Complete the following:
A) According to the passage, what does one client use to teach people the process of using its site?
B) Update the passage between "One of my clients" and "as a predictor.", inclusive, by replacing "software" with "platform".

Passage:
- - - - - - -

So I’m not going to talk about those tools, but I think there’s been a lot of discussion about those here. What are the comments like? How good are the ratings? How good are the reviews?

Definitively: Are people renewing? Are they upgrading upselling, add on purchases? Are they joining affinity groups? How are my returns? How many bookmarks am I getting?

This tells me, people are plugging into the places a where they can hear other people’s opinion and eventually express their own.

What are you doing to predict whether people are forming an opinion? In other words, how do you know if the loyalty programs don’t indicate somebody who’s bought the product, use the product, developed enough of a positive attitude that they anticipate buying more of the products and joining a loyalty product probably fits better here in the opinion, conversion, would you agree?

One of my clients is selling a software website as a service product. And they’re using a book to teach people the process of using the site and why it’s different, why it’s unique.

Therefore people who visit the book site and buy the book is actually predictive of people using the software. That’s an interesting use of content as a predictor.

Conversion to Talk

Give them some place to talk. Now, today they’re finding a lot of places to talk. You don’t necessarily have to give them a place to talk, but if you can, then you get to be a part of the conversation. Pretty much off talking on Pixo and Bebo and places that you don’t play. You don’t get to be a part of the conversation.

If they’re coming and talking on your blog, you get to play. It is a really good idea to create these social landing pages.

The things that people are talking about was really interesting. Rojas said that if somebody tells you, they’re going to get you 10,000 followers on Facebook, what value is it? I believe friends and follows, authority are all predictive. So yes, having a lot of friends on Facebook can be predictive somewhat.

You’re going to find out whether 10,000 friends translates into X sales per month of your product, X number of leads of your product, search your rank. So using things like Technorati, Google Search. Google Page Rank, these are all indications that people who are linking back to you, and they’re very predictive of how you’re doing out there.

Definitive measures of people who are talking

Things that you can measure, things you can put on a graph. number of comments, number of reviews, number of ratings, how many link backs are you getting? How many shares are you having through share this with a friend? How many people are using discount codes, sending out invitations? How many user groups? What are your user group memberships, both online and offline.
These are definitive measurements of people who are putting themselves in a position to talk about whatever. If they like you, they’re likely to talk about you.

- - - - - - -

Data records:
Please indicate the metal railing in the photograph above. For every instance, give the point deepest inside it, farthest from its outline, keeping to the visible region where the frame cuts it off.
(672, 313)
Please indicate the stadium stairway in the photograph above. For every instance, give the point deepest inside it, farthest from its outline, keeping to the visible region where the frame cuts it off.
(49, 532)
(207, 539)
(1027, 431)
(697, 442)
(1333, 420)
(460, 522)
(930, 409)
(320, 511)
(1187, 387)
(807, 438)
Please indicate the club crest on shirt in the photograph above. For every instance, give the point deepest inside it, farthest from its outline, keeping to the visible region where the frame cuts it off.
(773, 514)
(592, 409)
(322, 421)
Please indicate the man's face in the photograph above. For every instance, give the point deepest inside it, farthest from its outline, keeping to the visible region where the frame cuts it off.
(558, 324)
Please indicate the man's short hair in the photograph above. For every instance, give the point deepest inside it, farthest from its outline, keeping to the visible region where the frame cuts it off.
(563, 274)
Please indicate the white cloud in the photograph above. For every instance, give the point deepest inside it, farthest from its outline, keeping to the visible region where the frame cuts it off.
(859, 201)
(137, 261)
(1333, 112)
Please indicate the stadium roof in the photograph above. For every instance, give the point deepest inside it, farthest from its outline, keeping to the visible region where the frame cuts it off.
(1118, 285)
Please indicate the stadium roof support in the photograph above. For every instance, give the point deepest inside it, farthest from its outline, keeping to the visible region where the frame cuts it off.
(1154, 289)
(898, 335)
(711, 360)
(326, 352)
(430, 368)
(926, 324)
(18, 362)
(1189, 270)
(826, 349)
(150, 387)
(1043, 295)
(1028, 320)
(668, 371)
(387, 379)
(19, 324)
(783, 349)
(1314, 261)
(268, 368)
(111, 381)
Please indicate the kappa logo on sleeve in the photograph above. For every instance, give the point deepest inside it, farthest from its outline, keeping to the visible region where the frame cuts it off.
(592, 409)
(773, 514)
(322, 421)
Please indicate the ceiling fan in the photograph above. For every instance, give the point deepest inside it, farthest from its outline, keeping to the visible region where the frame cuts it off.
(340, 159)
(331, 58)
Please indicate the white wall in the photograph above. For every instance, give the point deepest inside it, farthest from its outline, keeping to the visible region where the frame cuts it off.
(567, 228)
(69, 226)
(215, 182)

- - - - - - -

The answers:
A) A book.

B)
One of my clients is selling a platform website as a service product. And they’re using a book to teach people the process of using the site and why it’s different, why it’s unique.

Therefore people who visit the book site and buy the book is actually predictive of people using the platform. That’s an interesting use of content as a predictor.